*Set task*
Count how many lines of the records below contain the string "boat", matching case exactly, and give only that number.

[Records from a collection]
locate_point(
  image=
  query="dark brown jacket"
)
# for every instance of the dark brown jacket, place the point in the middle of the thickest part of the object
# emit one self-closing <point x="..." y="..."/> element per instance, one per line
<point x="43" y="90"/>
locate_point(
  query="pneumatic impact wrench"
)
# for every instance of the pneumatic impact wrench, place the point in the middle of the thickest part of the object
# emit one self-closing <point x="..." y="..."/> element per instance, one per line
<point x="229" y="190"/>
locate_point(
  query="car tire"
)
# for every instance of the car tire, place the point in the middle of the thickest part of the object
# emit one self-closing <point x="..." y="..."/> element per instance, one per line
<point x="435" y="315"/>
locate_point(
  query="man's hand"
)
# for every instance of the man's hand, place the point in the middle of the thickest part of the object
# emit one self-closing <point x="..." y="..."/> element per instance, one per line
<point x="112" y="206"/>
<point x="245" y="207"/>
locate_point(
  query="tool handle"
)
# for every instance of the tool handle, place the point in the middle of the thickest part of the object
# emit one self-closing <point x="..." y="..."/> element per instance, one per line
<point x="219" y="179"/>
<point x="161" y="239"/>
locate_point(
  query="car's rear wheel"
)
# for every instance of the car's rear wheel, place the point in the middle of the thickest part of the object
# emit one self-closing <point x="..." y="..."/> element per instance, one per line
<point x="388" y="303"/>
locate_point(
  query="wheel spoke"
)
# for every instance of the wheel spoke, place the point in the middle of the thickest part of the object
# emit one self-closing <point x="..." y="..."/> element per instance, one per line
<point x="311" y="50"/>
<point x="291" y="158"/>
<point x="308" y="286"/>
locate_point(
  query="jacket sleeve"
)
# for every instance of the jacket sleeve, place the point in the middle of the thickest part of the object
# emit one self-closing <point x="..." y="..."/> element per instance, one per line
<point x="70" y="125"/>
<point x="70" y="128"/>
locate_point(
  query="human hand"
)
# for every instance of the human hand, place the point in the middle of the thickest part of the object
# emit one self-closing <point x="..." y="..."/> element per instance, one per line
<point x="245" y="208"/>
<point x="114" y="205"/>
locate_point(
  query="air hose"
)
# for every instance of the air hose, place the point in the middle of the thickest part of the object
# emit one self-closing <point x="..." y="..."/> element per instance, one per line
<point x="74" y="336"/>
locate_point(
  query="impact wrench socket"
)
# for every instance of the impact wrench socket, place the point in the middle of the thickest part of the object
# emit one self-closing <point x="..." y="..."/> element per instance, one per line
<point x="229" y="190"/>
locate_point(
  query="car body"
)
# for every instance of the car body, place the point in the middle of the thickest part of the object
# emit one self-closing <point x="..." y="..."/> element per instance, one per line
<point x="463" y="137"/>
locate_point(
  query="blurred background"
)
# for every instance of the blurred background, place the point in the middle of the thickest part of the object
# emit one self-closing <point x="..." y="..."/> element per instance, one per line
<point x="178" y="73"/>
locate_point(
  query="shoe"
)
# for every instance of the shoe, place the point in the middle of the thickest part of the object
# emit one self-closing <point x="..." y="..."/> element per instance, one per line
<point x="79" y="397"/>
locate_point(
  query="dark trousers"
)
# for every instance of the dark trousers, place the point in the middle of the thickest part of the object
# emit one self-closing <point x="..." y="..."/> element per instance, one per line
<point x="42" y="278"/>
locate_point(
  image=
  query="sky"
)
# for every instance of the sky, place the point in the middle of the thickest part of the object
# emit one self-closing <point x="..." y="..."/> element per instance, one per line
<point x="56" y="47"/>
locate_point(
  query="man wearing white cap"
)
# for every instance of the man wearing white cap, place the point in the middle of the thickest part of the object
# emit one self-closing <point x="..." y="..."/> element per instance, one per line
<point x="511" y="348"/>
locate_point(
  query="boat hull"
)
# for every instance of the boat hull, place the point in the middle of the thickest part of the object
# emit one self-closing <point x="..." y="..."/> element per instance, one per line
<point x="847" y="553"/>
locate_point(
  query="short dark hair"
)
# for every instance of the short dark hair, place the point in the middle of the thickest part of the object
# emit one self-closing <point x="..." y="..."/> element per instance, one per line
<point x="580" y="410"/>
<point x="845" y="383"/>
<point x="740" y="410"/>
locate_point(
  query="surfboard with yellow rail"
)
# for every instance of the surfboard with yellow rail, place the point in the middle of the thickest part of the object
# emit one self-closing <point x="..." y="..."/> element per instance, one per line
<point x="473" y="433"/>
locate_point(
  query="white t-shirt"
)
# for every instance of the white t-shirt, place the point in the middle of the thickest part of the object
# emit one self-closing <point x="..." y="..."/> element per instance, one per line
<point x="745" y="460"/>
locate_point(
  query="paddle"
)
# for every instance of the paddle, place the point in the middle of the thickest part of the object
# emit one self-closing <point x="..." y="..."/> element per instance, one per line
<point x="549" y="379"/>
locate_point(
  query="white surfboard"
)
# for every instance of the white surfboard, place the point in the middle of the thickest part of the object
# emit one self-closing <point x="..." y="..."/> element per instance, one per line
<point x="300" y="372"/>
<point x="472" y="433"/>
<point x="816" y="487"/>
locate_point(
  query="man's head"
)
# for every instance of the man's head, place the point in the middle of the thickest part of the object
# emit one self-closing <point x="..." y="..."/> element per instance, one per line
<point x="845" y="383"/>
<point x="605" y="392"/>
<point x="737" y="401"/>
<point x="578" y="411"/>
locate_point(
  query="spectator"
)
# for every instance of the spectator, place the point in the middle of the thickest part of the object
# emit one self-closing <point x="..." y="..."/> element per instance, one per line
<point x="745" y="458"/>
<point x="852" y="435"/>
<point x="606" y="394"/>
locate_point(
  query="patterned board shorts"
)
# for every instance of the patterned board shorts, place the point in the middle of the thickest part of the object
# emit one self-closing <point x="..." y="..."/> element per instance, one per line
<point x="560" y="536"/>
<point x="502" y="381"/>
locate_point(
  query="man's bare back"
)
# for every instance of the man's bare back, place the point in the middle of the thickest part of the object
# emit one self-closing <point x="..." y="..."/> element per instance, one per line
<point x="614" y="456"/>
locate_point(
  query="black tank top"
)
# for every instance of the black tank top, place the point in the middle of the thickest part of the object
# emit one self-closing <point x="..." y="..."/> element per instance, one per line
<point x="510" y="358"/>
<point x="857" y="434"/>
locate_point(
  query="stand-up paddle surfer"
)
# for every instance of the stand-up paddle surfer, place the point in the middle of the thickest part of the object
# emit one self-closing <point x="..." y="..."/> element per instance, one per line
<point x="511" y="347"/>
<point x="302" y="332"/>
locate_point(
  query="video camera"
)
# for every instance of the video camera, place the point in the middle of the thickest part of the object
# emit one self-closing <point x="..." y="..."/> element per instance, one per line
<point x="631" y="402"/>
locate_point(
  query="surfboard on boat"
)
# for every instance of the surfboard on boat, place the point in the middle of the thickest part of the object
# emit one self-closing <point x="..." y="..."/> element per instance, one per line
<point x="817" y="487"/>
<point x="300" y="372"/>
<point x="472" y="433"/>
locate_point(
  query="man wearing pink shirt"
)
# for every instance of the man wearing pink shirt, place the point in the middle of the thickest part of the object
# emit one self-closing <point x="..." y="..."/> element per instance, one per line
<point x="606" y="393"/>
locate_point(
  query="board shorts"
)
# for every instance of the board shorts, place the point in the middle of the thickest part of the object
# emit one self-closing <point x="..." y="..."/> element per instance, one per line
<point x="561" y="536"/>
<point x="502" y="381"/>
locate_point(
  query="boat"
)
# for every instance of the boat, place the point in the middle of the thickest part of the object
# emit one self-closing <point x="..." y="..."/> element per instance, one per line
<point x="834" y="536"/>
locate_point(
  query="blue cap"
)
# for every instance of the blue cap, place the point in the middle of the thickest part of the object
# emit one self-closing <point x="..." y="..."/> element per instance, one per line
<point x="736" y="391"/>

*Response to the task*
6